(Lines contained in a dataset)
________________________________________
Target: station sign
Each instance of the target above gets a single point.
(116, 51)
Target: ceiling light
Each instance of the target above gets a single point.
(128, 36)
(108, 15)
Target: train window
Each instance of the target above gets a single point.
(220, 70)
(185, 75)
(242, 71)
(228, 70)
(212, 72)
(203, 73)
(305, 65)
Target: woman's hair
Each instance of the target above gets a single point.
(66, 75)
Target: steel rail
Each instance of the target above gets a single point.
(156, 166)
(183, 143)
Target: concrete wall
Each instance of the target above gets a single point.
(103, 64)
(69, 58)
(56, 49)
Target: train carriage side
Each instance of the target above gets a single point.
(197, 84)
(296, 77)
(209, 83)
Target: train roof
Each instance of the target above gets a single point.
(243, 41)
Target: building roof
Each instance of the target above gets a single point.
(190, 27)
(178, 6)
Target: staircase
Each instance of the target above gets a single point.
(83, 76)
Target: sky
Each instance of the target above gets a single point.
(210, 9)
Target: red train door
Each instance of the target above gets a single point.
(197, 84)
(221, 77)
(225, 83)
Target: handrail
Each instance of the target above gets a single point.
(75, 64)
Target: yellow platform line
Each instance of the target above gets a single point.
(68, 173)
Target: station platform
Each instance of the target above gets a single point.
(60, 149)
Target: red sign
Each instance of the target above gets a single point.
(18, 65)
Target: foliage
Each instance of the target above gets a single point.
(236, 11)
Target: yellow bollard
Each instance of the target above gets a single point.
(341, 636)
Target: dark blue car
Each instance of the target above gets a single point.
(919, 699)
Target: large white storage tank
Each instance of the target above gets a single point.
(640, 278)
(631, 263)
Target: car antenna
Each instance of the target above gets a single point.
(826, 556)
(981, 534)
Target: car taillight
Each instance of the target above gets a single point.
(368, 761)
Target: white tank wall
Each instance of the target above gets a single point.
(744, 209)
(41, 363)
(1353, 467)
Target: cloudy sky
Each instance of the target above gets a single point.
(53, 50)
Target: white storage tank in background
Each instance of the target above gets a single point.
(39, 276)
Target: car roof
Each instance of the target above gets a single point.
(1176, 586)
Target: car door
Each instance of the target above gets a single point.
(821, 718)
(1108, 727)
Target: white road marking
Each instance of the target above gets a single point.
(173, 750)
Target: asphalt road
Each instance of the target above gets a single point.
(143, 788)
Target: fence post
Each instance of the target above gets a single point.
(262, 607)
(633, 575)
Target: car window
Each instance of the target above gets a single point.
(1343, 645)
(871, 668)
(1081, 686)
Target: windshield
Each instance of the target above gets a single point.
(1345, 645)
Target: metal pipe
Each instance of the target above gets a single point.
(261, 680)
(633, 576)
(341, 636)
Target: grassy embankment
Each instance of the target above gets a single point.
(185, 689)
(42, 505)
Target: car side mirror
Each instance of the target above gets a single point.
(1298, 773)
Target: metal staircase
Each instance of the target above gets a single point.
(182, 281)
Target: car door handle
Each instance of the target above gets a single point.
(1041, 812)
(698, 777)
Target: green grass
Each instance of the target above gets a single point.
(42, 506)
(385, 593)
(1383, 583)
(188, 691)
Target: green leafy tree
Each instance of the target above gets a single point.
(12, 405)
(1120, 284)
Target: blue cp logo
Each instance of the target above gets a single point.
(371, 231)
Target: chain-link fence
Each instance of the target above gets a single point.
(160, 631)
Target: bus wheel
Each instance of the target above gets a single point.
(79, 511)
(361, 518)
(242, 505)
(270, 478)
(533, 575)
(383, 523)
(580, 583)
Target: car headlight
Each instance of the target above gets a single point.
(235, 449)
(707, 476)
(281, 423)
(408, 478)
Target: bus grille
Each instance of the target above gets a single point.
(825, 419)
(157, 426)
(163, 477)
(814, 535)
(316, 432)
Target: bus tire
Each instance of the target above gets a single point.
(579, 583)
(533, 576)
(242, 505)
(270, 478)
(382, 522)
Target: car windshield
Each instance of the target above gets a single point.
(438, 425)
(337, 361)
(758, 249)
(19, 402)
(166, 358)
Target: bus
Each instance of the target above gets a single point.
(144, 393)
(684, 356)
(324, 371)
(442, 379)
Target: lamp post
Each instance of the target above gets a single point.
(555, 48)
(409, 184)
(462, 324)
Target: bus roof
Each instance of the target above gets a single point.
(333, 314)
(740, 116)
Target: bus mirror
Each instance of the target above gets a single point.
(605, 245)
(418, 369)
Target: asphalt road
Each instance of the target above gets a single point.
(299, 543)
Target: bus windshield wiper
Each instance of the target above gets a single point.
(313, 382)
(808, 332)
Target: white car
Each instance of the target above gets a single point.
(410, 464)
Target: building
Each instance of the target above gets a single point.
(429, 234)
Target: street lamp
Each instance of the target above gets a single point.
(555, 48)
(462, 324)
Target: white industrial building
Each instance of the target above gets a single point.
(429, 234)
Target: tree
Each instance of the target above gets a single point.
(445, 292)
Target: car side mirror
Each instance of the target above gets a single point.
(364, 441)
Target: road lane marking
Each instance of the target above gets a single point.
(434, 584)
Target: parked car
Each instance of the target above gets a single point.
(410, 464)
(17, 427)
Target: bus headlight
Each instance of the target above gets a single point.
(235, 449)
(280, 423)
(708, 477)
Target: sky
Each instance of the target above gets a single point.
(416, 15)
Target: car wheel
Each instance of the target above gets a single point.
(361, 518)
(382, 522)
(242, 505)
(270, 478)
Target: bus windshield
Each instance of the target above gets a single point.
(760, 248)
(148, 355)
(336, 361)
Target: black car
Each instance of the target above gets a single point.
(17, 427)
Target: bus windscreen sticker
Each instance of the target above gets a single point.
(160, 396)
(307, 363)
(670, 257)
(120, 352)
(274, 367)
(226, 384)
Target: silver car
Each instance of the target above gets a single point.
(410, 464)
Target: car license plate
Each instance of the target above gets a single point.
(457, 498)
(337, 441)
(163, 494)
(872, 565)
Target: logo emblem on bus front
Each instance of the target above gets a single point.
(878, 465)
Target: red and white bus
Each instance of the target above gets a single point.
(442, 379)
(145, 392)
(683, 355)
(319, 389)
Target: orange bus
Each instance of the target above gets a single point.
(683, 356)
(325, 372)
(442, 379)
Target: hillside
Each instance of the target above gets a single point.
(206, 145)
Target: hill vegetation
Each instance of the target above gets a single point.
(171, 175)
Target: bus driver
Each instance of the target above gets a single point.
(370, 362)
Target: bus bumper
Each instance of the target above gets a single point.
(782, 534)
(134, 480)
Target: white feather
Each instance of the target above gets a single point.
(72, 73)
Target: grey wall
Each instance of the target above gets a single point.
________________________________________
● Challenge
Arrange the lines above as a numbered list, starting with the first one and ending with the line that contains "(1353, 467)". Leave out any blank lines.

● Full solution
1. Target: station sign
2. Each instance of the target above gets a single point.
3. (116, 51)
4. Target: ceiling light
5. Each instance of the target above gets a single point.
6. (128, 36)
7. (108, 15)
8. Target: train window
9. Each instance of the target above gets a single point.
10. (220, 70)
11. (185, 75)
12. (242, 71)
13. (228, 70)
14. (212, 72)
15. (203, 73)
16. (305, 65)
17. Target: woman's hair
18. Each instance of the target above gets a single point.
19. (66, 75)
20. Target: steel rail
21. Each instance of the target above gets a single point.
22. (156, 166)
23. (183, 143)
24. Target: concrete wall
25. Each instance of the target above gets a single point.
26. (103, 64)
27. (69, 58)
28. (56, 49)
29. Target: train carriage side
30. Each instance of the target above gets a single point.
31. (197, 84)
32. (296, 77)
33. (209, 83)
34. Target: train roof
35. Each instance of the target above gets a single point.
36. (243, 41)
37. Target: building roof
38. Each instance of the target above gets a single point.
39. (190, 27)
40. (178, 6)
41. Target: staircase
42. Each instance of the target above gets a single point.
43. (83, 76)
44. Target: sky
45. Each instance of the target above gets a single point.
46. (210, 9)
47. Target: red train door
48. Each instance of the target above gets a single point.
49. (197, 84)
50. (221, 77)
51. (225, 83)
52. Target: handrail
53. Each instance of the target above gets a single point.
54. (75, 64)
55. Target: yellow platform line
56. Each instance of the target above gets a single point.
57. (68, 173)
58. Target: station platform
59. Each instance of the target above gets a single point.
60. (60, 149)
61. Target: red sign
62. Each instance of the target above gets a single point.
63. (18, 65)
64. Target: foliage
65. Each instance of the target above gets a single point.
66. (236, 11)
67. Target: yellow bollard
68. Each instance of the target above gets a single point.
69. (341, 636)
70. Target: dark blue car
71. Each instance of the target above gets a single point.
72. (919, 699)
73. Target: large white storage tank
74. Each instance of the target above gets a single point.
75. (640, 278)
76. (631, 263)
77. Target: car antenna
78. Each instance of the target above gets a single point.
79. (826, 556)
80. (981, 534)
81. Target: car taillight
82. Each instance of the target above gets a single point.
83. (368, 761)
84. Target: white tank wall
85. Each instance of the target above gets a single point.
86. (744, 209)
87. (41, 363)
88. (1353, 467)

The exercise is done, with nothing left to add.